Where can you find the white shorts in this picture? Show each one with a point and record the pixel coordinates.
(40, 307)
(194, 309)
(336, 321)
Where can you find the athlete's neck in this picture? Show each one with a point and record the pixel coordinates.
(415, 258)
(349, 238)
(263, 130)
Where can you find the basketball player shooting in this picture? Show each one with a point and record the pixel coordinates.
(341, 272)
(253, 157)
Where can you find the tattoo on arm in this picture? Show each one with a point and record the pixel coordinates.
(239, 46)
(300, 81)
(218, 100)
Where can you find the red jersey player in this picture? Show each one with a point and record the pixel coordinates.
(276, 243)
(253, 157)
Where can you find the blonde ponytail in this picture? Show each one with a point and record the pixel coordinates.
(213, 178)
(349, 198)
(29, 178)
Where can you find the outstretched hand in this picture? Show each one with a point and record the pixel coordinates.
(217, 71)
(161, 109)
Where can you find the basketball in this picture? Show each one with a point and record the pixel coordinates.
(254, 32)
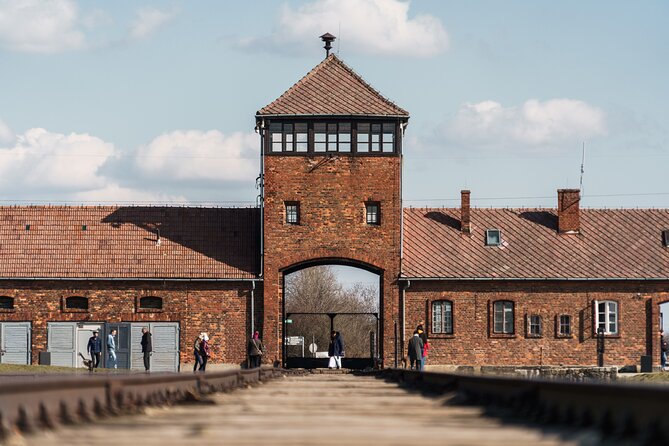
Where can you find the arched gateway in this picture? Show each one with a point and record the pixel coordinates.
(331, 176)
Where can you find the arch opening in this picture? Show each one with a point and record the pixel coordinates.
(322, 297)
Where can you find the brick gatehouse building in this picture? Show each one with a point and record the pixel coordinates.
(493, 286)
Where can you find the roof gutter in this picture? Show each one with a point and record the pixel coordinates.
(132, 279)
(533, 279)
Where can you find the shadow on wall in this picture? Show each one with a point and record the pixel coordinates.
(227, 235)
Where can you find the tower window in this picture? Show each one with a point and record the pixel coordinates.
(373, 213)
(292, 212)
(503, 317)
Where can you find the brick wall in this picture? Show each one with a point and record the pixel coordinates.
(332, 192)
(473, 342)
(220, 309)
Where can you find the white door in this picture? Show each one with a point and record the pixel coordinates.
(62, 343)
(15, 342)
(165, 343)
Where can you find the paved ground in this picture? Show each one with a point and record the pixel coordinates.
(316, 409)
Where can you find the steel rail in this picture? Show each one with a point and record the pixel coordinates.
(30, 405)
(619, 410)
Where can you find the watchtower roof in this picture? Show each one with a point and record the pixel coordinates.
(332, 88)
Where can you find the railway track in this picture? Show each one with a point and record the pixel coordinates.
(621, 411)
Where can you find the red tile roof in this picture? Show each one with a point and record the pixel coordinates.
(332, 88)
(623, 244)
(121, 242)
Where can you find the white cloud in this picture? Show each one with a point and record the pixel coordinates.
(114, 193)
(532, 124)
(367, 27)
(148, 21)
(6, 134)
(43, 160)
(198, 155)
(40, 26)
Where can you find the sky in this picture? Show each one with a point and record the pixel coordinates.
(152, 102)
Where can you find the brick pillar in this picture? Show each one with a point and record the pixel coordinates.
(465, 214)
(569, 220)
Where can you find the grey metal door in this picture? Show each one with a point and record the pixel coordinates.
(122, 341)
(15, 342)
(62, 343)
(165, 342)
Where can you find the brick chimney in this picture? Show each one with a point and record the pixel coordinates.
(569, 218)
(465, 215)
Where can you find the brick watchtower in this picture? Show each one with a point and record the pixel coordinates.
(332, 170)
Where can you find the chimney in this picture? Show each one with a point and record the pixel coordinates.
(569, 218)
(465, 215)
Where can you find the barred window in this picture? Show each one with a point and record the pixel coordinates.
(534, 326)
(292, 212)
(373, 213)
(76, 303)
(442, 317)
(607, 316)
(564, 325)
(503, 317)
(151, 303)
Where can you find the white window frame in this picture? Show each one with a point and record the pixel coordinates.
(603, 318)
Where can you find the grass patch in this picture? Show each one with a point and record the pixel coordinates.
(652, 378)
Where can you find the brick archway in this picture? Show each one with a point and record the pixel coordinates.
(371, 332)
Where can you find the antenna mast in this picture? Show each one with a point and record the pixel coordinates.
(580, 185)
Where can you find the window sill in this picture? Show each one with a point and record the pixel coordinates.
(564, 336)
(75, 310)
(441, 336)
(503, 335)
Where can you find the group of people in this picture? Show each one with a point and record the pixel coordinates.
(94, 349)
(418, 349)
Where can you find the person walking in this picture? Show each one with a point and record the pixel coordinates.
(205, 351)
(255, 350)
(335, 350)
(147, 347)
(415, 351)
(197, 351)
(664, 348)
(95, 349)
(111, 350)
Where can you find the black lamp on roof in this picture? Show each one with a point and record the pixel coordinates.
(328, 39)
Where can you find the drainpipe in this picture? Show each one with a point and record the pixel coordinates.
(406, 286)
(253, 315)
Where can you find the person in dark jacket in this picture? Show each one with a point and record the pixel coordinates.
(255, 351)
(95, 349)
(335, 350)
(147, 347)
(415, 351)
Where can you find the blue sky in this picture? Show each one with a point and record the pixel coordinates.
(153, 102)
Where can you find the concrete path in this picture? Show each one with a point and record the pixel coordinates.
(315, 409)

TASK TO CARRY OUT
The whole listing above, word for word: repeat it with the pictures excluded.

YOUR RESPONSE
Where can you find the white shorts in this picture? Show each one with a point and record the pixel coordinates.
(40, 307)
(194, 309)
(336, 321)
Where can you find the athlete's neck in this picture? Show each one with a point and record the pixel coordinates.
(415, 258)
(349, 238)
(263, 130)
Where can you find the basketball player shooting in this picture? Show each one with a point and record the pixel coordinates.
(341, 272)
(253, 157)
Where can you find the tattoo on arm in this picture? Show each one with a point and record the pixel coordinates.
(239, 46)
(300, 81)
(218, 100)
Where can you find the red jersey player in this picture? Show each one with a point and record the pixel coordinates.
(276, 243)
(253, 157)
Where can you find the blonde ponytail in this picture? Show each one with a point and record the pixel coordinates.
(213, 178)
(349, 198)
(29, 178)
Where can you find the outstretched hand in this picture? Show each one with a point and record the pixel coordinates.
(217, 71)
(161, 109)
Where can you find the basketball in this picture? Show each one with a point and record the pixel coordinates.
(254, 32)
Where can you find the arched gateway in this picture? Show each one with a point and record the pixel coordinates.
(331, 176)
Where can you find the arch opening in this picture? Show each one with a point and record the pixel coordinates.
(322, 297)
Where can you find the brick gatehouse building in this picture? Show each one with a point and record the pixel coordinates.
(493, 286)
Where can you find the roof gutter in this picture? Show each one with a point and record the pixel coordinates.
(132, 279)
(533, 279)
Where can you find the shadow on wall in this picture? Show each one with a point and record the pixel coordinates.
(227, 235)
Where can you find the tower window in this picture? Show each one with a point and record the pixel coordinates.
(373, 213)
(292, 212)
(503, 317)
Where can you find the brick wall in this picture? Show each one with a point and record the pixel coordinates.
(332, 192)
(473, 342)
(220, 309)
Where can you find the white door in this picture? Show each one with a point and record the pixel coordinates.
(62, 343)
(15, 342)
(165, 343)
Where can you find the paved ground in this picture? Show each one with a point and record the pixel coordinates.
(316, 409)
Where can you find the steel rail in this picture? Show each one with a point and record the pixel coordinates.
(30, 405)
(619, 410)
Where can you find the watchtower roof in this picture? Show each one with a point and record the pixel coordinates.
(332, 88)
Where can you find the railway track in this picture? Show each one with a point and record the pixel coordinates.
(621, 411)
Where can you find the red tile roof in this picture? Show each one with a point and record the pixel coordinates.
(332, 88)
(623, 244)
(121, 242)
Where can you find the white cloud in this picture? Show each one with a point and record the pixel coordinates.
(114, 193)
(532, 124)
(367, 27)
(148, 21)
(6, 134)
(43, 160)
(198, 155)
(40, 26)
Where can you find the sky in this picture? Show each one with a point and record the pixel coordinates.
(152, 102)
Where can you find the brick pillar in this picture? Show each one with a point and record the pixel coordinates.
(465, 214)
(569, 220)
Where can you find the grey metal door in this picture? Show each one with a point and record the pixel coordinates.
(122, 341)
(15, 342)
(62, 343)
(165, 342)
Where can you find the brick chimney in this picture? Show each one with a point and record the pixel coordinates.
(569, 218)
(465, 215)
Where can you find the brick watchtower in this picture? Show each one with a point and record the pixel coordinates.
(332, 170)
Where can you find the chimney in this picture? Show each one with a point and record the pixel coordinates.
(569, 218)
(465, 215)
Where can you find the barred window in this picture? Show each one with a point and record the pixel coordinates.
(534, 326)
(292, 212)
(373, 213)
(76, 303)
(442, 317)
(607, 316)
(564, 325)
(503, 317)
(151, 303)
Where can you find the white window frame in this picture? Show each one with a point and record the pixel coordinates.
(603, 318)
Where can you find the grass patch in this picture? Show each one with a point and record the pixel coordinates.
(652, 378)
Where can you find the brick archway in this picture? Show each one with a point and record the pixel coordinates.
(371, 332)
Where can you find the antenna mast in this picture? Show each one with a point and record the pixel coordinates.
(580, 185)
Where can you find the window sill in this picture? Show each one with a point and record the pixel coordinates.
(564, 336)
(75, 310)
(441, 336)
(503, 335)
Where can you find the group of people in this picture? Show each one with a point and record the pixel coordinates.
(94, 349)
(418, 349)
Where can you find the person walking in this picture? Show each one with a point and record the pixel coordinates.
(205, 351)
(255, 350)
(335, 350)
(147, 347)
(415, 351)
(197, 351)
(664, 348)
(95, 349)
(111, 350)
Where can you find the black lamp on roof in this picture? Show each one with a point and record the pixel coordinates.
(328, 39)
Where can you find the drainpipe in this picture? Show each one with a point and record the pixel coordinates.
(406, 286)
(253, 315)
Where can you find the person in dark jacket in this picture? Show each one with a point and record the pixel coordinates.
(255, 351)
(95, 349)
(335, 350)
(147, 347)
(415, 351)
Where can you find the blue sky in this picture? Show each one with a point and record the pixel coordinates.
(153, 102)
Where can you find the concrete path in this picture? Show each one with a point and record the pixel coordinates.
(315, 409)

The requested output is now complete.